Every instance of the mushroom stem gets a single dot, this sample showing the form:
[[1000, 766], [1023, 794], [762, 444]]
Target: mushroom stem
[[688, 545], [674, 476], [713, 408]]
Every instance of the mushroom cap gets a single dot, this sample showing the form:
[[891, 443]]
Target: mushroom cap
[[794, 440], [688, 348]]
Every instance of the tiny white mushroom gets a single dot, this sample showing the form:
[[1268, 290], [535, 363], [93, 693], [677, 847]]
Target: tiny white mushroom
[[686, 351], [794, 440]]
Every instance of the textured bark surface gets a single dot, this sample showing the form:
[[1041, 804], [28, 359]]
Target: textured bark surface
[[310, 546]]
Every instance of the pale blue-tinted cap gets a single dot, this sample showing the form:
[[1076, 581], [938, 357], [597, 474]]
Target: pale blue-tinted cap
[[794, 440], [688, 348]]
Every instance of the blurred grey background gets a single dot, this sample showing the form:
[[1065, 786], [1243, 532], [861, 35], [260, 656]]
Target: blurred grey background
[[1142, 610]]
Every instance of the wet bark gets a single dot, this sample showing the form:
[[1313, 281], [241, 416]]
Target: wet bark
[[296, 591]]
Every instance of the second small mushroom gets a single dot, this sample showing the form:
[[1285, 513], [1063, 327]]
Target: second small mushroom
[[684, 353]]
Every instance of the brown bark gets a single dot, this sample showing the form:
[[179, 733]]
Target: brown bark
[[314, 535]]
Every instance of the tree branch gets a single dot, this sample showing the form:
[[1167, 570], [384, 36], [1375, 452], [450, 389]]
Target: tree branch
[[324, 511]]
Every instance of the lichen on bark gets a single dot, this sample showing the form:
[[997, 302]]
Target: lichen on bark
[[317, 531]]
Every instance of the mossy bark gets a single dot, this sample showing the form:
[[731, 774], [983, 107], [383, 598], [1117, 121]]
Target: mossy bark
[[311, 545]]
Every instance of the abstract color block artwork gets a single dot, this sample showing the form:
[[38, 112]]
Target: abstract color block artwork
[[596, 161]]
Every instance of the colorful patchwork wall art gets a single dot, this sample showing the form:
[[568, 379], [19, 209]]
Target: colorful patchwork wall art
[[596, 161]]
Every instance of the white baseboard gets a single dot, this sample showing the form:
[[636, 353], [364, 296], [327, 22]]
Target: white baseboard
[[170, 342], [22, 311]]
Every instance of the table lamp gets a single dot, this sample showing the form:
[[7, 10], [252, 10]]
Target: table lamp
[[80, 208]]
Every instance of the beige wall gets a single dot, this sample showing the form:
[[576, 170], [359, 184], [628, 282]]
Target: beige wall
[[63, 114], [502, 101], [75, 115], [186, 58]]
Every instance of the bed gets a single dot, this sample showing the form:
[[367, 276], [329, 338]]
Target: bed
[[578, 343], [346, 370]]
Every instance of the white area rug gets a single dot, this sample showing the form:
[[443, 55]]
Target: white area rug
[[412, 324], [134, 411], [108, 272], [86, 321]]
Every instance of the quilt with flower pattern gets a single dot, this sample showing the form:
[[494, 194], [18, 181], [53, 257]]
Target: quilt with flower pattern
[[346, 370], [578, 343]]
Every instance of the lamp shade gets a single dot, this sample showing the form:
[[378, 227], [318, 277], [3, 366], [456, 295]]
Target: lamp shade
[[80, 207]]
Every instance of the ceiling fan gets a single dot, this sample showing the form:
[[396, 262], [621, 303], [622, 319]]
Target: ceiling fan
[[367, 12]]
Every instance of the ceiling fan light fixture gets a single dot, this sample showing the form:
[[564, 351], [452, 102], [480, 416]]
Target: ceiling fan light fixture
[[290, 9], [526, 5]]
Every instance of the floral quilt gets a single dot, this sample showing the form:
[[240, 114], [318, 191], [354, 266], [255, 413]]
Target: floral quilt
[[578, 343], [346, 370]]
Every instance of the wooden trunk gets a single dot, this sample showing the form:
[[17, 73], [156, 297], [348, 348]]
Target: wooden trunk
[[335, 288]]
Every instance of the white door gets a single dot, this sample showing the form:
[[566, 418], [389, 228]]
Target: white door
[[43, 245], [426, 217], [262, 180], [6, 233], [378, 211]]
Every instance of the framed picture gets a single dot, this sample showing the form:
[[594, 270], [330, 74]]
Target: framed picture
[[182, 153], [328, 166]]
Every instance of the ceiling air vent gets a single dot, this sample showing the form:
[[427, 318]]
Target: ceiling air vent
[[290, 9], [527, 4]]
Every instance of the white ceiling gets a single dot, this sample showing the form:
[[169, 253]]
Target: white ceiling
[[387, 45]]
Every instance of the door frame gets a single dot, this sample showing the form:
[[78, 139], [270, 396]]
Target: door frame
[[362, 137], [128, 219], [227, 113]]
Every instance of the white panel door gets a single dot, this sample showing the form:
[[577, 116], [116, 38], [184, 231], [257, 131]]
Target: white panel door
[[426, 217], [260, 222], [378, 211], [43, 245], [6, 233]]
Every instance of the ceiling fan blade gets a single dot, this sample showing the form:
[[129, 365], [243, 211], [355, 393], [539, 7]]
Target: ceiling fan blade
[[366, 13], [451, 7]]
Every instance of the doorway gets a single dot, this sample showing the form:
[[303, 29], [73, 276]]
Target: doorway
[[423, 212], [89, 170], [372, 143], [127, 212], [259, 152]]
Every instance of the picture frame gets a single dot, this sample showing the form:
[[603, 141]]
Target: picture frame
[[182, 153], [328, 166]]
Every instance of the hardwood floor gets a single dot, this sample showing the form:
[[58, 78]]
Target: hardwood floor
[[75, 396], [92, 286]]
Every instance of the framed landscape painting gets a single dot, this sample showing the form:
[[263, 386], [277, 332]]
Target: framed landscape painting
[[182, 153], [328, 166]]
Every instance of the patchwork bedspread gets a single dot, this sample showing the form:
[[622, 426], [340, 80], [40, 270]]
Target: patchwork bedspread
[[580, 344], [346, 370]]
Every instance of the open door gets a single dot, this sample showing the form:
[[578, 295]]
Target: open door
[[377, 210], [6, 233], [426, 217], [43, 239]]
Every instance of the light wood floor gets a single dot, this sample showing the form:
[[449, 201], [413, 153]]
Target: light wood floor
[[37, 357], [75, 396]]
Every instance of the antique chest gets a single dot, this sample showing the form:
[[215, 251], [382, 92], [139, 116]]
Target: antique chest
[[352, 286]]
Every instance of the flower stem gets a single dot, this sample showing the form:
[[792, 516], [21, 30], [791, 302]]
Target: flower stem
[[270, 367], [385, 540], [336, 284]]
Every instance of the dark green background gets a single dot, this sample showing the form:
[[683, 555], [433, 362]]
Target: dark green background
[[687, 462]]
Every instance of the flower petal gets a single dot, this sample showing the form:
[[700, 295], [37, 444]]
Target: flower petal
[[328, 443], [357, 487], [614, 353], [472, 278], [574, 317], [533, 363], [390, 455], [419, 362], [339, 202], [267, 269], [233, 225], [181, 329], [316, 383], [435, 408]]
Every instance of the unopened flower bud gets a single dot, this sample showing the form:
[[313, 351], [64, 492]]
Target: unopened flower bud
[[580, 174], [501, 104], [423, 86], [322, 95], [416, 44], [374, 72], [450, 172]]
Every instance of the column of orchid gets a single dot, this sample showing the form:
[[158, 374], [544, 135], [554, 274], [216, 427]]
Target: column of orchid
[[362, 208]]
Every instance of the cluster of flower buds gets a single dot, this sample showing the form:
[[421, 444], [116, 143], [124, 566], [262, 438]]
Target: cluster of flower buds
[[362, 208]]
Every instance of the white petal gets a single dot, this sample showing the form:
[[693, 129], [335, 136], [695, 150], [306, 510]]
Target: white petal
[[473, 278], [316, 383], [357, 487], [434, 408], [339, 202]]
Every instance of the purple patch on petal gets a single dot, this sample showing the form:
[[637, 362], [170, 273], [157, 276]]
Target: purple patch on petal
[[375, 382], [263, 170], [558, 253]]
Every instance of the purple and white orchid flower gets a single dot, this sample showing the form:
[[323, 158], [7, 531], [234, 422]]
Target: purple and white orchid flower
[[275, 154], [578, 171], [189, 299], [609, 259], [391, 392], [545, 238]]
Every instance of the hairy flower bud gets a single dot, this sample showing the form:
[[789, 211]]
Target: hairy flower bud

EXERCISE:
Copy out the rows word for word, beginning with the line that contains "Every instance of the table" and continuing through the line that contains "[[335, 288]]".

OUTPUT OF THE EXERCISE:
Every instance of the table lamp gets a single dot, this sample showing the form:
[[7, 10], [252, 10]]
Target: table lamp
[[80, 208]]
Every instance of the beige wall gets a single dot, this sample showing the form:
[[576, 170], [359, 184], [628, 282]]
Target: beige wall
[[63, 114], [502, 101], [75, 115], [186, 58]]
Every instance of the bed gets a single dot, this sample showing the form:
[[367, 276], [329, 338]]
Target: bed
[[578, 343], [346, 370]]
Every instance of the white area rug gets a single dot, this sample showing the form:
[[443, 55]]
Target: white area rug
[[412, 324], [134, 411], [108, 272], [86, 321]]
Every instance of the quilt with flower pattern gets a single dot, this sample showing the form:
[[494, 194], [18, 181], [53, 257]]
Target: quilt with flower pattern
[[346, 370], [578, 343]]
Every instance of the lamp shade gets a single dot, this sample showing the form:
[[378, 227], [318, 277], [3, 366], [456, 295]]
Target: lamp shade
[[80, 207]]
Every instance of the ceiling fan gets a single dot, this sample showing the form:
[[396, 262], [621, 303], [622, 319]]
Target: ceiling fan
[[367, 12]]
Every instance of the ceiling fan light fixture gets a single dot, this sample showing the form:
[[564, 351], [452, 102], [480, 416]]
Target: ceiling fan light fixture
[[290, 9], [526, 5]]
Every instance of the floral quilt gets a single dot, this sample showing the form:
[[240, 114], [318, 191], [354, 266], [255, 413]]
Target: floral quilt
[[578, 343], [346, 370]]
Every instance of the wooden trunk gets a single dot, this sample showing the form:
[[17, 73], [156, 297], [348, 348]]
Target: wooden trunk
[[335, 288]]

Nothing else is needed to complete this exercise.